Source records

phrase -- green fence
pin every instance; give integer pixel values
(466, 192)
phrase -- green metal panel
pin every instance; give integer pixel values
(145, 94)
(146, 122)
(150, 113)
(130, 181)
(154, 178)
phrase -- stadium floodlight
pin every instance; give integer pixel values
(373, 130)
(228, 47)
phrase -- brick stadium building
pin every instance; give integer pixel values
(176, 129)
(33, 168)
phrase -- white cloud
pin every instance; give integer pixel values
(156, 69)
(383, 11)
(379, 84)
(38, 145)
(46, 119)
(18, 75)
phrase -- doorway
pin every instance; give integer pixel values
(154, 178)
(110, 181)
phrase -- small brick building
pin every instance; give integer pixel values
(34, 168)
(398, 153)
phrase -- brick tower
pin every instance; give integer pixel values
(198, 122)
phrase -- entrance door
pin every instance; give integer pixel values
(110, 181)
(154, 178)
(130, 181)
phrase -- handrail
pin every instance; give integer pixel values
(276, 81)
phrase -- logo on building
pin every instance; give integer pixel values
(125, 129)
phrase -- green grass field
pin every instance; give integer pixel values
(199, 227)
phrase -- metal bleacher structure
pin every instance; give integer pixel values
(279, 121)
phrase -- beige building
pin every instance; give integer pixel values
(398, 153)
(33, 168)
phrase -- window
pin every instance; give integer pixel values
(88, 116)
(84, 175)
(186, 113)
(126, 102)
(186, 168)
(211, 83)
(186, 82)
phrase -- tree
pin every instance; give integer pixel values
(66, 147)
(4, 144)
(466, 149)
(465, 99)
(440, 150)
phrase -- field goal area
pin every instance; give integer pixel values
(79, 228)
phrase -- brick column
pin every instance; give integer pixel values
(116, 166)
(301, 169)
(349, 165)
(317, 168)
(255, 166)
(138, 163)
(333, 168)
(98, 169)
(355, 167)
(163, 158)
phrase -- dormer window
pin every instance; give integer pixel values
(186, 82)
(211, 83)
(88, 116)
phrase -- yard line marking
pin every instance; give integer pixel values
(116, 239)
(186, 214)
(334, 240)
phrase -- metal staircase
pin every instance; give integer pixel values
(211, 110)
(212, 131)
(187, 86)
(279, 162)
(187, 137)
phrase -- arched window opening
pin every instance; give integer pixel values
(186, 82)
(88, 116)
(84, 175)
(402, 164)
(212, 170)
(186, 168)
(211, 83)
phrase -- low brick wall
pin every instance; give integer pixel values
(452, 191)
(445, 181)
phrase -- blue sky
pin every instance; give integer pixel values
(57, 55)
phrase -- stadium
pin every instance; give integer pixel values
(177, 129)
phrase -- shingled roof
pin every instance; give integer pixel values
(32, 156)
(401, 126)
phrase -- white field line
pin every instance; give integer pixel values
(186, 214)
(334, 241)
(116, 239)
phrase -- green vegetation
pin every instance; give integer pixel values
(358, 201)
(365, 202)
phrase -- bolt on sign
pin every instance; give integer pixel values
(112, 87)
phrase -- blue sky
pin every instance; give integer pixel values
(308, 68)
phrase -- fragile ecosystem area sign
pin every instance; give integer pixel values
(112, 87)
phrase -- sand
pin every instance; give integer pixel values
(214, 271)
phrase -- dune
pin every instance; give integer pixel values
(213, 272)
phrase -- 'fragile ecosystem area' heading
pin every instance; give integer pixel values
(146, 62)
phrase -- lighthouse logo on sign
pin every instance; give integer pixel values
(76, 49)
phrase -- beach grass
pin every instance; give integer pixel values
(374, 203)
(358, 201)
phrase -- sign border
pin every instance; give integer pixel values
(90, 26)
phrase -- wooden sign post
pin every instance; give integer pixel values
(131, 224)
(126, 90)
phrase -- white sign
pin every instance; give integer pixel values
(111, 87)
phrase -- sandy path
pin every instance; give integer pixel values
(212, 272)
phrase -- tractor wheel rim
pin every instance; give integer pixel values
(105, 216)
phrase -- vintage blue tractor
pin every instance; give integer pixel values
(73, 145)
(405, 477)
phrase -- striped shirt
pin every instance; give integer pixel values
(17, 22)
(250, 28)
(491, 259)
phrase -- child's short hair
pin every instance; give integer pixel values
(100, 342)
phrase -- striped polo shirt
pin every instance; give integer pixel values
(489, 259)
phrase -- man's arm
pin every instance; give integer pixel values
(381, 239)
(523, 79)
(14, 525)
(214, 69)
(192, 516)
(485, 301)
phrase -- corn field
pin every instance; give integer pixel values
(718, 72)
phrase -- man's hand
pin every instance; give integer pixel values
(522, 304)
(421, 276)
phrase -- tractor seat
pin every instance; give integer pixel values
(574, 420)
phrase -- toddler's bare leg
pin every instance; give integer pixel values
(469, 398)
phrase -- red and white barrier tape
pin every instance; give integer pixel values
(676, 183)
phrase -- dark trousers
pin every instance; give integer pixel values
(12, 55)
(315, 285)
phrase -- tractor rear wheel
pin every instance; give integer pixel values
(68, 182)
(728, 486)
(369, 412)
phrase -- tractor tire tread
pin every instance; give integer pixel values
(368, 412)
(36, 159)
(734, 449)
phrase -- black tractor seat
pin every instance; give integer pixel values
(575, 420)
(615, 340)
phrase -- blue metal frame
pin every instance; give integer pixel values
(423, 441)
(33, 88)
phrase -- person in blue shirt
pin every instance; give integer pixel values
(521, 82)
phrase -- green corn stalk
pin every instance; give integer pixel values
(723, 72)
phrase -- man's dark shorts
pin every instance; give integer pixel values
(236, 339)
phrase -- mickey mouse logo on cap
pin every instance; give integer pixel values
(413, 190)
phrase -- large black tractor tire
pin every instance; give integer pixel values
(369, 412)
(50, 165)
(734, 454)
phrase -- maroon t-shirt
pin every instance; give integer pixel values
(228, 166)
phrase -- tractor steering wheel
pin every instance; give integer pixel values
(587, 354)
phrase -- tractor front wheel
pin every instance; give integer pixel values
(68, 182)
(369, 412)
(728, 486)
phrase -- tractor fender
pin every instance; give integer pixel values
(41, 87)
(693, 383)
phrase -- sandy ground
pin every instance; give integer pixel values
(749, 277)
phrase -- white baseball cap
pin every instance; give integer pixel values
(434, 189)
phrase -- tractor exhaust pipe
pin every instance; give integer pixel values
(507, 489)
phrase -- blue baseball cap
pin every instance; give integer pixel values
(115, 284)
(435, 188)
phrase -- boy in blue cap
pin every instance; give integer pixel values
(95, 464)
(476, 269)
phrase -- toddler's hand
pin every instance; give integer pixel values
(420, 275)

- _Task to carry out_
Output an exact copy of the lines beginning at the one that holds "phrase -- tractor fender" and running through the final line of the records.

- _Right answer_
phrase -- tractor fender
pin every instance; give integer pixel values
(41, 87)
(693, 383)
phrase -- sandy ground
pin every instance; give integer pixel values
(749, 277)
phrase -- white baseball cap
pin every instance; give integer pixel values
(434, 189)
phrase -- tractor exhaust pipe
pin every instance; give integer pixel values
(507, 489)
phrase -- blue baseball cap
pin every instance; give integer pixel values
(115, 284)
(435, 188)
phrase -- boy in blue cap
pin every instance; give integer pixel values
(95, 464)
(476, 269)
phrase -- toddler's hand
pin every instance; give integer pixel values
(420, 275)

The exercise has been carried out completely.